#### [What to work on]
Nothing but the lines from the one with "Q: Place a marker on the parked" to the final line should be returned, each exactly as it appears.

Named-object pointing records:
******

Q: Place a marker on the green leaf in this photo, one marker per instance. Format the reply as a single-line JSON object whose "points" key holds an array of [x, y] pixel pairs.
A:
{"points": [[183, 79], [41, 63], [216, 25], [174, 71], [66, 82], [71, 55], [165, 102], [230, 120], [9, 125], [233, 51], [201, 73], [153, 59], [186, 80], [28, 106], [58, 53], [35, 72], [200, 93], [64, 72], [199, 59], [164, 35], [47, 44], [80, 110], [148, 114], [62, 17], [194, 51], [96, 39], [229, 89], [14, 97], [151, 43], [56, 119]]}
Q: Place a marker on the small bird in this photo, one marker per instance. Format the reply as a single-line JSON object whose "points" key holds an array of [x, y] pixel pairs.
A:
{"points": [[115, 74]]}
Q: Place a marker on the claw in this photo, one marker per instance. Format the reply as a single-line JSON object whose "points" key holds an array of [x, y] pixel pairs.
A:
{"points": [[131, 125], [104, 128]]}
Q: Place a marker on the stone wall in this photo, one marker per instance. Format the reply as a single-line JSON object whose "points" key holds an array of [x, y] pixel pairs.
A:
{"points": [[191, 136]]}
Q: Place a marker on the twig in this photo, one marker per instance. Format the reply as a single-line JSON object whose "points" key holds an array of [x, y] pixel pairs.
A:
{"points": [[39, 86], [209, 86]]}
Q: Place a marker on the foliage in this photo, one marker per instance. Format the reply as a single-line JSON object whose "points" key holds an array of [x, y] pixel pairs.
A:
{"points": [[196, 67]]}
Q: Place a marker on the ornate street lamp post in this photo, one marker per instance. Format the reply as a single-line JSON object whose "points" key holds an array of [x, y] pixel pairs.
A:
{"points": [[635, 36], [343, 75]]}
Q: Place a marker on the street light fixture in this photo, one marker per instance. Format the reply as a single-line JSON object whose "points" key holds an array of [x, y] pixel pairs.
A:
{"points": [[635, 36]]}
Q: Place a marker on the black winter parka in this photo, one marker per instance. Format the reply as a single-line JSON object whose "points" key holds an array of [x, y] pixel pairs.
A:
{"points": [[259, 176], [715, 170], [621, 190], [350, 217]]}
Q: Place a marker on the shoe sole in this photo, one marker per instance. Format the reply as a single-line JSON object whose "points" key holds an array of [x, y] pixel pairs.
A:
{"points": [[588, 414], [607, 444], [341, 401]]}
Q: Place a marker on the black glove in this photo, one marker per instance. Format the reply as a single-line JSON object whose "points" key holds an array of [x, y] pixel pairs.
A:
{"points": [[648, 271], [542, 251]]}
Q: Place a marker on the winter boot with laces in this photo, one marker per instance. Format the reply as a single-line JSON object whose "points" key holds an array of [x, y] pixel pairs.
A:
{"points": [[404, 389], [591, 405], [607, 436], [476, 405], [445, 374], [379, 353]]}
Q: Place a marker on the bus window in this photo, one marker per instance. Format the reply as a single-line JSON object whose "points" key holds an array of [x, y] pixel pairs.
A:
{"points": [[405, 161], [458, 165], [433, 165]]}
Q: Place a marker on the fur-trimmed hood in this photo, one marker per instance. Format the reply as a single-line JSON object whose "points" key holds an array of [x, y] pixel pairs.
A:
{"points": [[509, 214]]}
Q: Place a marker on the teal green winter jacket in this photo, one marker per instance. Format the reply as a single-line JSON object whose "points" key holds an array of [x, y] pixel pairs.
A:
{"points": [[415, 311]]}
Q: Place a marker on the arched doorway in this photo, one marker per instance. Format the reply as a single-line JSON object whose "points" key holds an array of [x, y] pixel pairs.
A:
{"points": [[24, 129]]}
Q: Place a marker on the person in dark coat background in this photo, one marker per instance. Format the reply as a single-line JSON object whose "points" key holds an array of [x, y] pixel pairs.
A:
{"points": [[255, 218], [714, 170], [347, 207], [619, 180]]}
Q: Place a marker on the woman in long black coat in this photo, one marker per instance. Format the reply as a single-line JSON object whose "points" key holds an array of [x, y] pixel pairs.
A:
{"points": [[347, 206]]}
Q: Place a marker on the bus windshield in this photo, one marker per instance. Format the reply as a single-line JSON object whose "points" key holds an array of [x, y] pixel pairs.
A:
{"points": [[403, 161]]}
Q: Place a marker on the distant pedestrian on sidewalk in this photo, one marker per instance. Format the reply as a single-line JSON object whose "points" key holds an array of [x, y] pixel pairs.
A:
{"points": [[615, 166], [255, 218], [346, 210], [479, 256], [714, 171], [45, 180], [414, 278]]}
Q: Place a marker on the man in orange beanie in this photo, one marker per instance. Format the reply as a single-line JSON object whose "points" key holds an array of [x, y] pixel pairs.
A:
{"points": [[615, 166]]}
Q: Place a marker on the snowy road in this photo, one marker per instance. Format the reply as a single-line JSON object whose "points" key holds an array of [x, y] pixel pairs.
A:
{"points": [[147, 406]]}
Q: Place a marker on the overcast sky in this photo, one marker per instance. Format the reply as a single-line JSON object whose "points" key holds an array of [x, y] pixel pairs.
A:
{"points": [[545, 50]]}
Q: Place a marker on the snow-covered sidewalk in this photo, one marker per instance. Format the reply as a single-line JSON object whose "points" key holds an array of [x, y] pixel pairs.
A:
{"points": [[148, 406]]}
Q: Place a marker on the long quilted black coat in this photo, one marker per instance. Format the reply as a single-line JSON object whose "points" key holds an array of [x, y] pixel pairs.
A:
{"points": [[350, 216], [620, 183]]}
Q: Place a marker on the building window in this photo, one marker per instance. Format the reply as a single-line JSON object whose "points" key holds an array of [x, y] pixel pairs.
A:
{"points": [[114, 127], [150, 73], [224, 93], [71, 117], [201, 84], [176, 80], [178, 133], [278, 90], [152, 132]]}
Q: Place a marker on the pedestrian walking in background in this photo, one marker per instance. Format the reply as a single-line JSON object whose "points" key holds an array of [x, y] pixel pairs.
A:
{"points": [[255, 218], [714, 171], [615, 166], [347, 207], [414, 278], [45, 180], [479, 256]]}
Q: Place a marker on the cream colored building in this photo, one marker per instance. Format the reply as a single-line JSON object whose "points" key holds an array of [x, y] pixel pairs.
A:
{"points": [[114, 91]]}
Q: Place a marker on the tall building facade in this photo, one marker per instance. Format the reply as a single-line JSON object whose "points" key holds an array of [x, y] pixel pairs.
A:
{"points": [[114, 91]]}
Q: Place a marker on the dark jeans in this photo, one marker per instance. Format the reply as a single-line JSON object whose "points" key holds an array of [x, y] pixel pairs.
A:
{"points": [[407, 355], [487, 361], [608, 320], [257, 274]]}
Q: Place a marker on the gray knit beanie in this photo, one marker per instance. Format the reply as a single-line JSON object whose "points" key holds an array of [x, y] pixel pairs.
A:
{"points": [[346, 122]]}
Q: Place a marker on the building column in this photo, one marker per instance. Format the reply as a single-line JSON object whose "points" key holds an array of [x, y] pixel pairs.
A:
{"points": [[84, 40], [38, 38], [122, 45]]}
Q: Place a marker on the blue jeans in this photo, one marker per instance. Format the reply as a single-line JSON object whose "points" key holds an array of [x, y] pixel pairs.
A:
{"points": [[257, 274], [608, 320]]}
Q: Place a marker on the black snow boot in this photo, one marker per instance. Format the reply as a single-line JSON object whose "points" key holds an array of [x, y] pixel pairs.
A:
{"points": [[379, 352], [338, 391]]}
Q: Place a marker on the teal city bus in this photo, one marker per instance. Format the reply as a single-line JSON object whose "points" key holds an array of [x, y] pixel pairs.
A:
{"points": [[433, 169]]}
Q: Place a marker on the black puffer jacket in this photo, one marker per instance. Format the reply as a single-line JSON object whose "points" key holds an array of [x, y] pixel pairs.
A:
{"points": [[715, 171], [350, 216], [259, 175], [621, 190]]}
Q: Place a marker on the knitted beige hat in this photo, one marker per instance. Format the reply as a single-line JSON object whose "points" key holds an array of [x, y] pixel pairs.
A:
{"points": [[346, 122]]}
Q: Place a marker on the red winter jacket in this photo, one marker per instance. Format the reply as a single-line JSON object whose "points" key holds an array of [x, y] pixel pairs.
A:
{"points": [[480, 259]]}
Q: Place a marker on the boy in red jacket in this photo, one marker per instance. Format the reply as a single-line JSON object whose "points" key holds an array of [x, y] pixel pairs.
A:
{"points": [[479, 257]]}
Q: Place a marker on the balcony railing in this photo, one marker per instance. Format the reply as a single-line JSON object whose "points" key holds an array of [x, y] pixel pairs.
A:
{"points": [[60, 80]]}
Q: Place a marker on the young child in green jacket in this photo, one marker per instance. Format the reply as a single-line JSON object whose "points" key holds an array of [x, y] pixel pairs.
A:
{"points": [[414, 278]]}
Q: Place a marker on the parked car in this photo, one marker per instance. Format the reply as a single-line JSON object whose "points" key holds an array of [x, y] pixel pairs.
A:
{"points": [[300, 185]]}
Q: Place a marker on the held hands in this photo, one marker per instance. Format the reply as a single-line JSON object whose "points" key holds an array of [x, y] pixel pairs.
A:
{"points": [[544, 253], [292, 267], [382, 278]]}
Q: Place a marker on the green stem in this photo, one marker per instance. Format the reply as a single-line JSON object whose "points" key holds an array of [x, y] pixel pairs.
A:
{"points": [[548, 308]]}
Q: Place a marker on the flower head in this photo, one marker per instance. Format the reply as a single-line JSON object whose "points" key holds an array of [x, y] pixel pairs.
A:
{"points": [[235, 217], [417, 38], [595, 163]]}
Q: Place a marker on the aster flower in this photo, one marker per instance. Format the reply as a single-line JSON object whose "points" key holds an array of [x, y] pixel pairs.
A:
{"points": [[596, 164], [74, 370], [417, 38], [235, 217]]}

******

#### [Exercise response]
Q: Place a marker on the parked car in this photo, one marker per instance. Format the reply as a single-line JSON object whose "points" key holds an array of [x, y] pixel pairs.
A:
{"points": [[300, 185]]}
Q: Place a marker on the held hands in this photo, one marker per instance. Format the reply as a single-line JSON object whose "points" key holds an array of [x, y] pixel pairs.
A:
{"points": [[544, 253], [292, 267], [382, 278]]}
Q: Place a marker on the green stem in this photo, one marker per instance. Format the reply as a single-line JSON object whose "points" key holds an array of [x, y] pixel pairs.
A:
{"points": [[548, 308]]}
Q: Place a marker on the flower head in this photo, one marker per instance. Format the reply as a single-line JSON object whose "points" key holds an array of [x, y] pixel pairs.
A:
{"points": [[235, 217], [417, 38], [595, 163]]}
Q: Place a marker on the aster flower in this photo, one marker per instance. Format the reply as a single-line JSON object whose "points" key holds an array of [x, y] pixel pairs.
A:
{"points": [[596, 164], [74, 370], [417, 38], [235, 217]]}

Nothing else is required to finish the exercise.